Gather each row below that contains the word "player", and copy those rows in full.

Records shown:
· · · ·

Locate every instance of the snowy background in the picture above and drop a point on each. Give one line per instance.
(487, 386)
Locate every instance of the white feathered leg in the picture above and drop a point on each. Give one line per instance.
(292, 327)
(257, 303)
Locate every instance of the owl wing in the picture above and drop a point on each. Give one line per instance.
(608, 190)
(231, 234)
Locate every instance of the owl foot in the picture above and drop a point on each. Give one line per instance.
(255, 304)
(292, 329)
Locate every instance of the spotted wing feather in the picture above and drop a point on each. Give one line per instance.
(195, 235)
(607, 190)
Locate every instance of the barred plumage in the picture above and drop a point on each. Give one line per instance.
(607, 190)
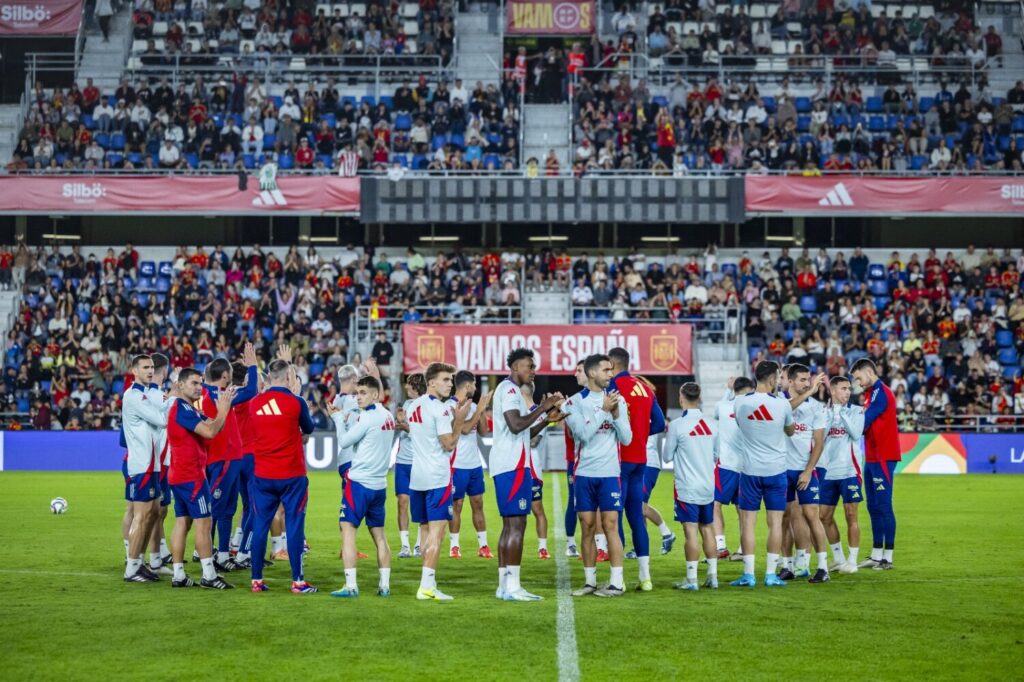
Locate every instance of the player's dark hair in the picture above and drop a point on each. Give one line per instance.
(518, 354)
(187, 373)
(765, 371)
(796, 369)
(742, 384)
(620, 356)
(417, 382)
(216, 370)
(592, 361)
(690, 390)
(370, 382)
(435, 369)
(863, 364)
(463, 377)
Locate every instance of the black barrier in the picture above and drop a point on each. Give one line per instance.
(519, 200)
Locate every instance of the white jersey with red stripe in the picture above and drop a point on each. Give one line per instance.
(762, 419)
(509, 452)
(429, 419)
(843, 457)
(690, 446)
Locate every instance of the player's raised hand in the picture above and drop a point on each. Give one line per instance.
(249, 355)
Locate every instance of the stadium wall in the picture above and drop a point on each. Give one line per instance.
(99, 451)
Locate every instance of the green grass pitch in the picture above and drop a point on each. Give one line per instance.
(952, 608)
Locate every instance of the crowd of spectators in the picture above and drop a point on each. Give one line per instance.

· · · ·

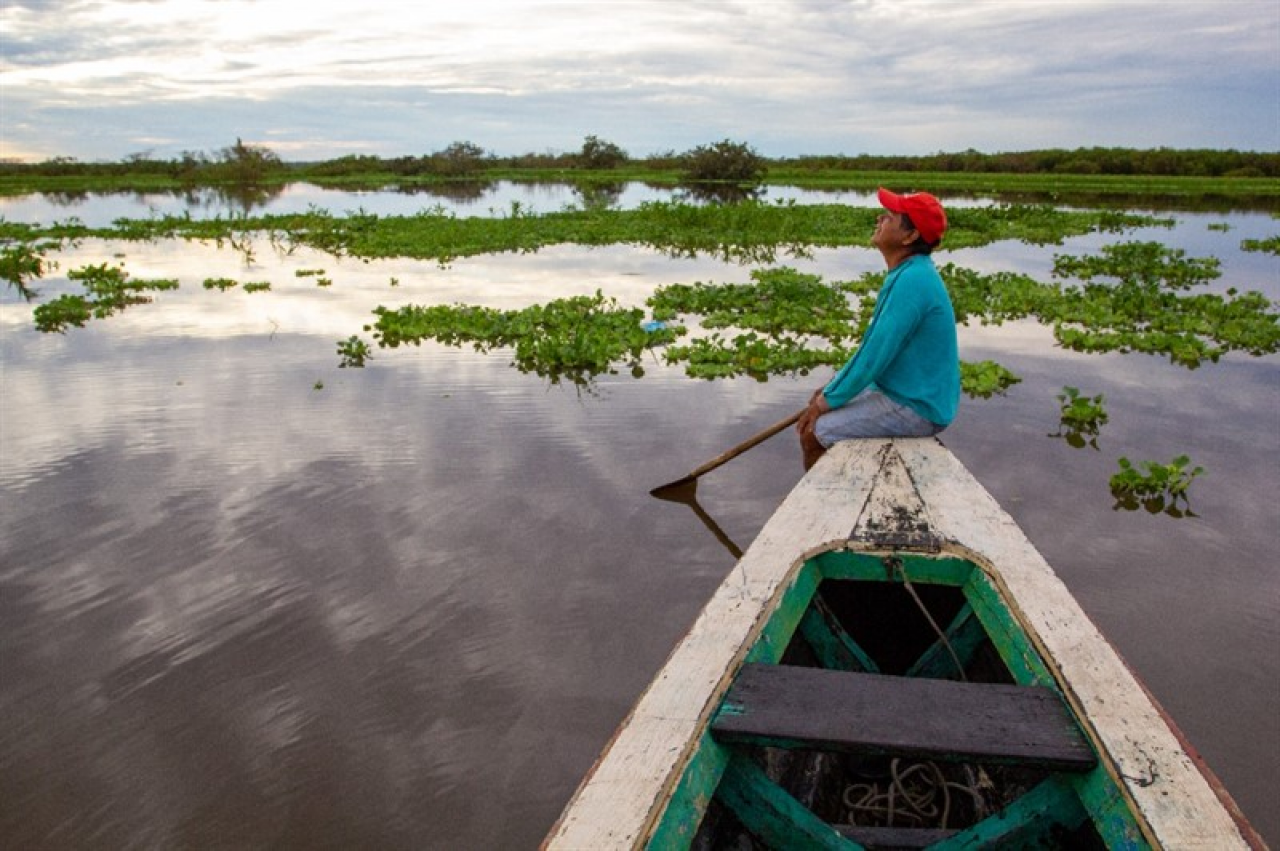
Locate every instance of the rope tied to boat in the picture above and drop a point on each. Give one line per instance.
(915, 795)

· · · ·

The answer:
Locate every instance of the player's dark hair in the picture above and drop a point on each. Give one line per instance.
Locate every instance of the player's raised hand in the picture above and drop a point on each. Give one line per instance.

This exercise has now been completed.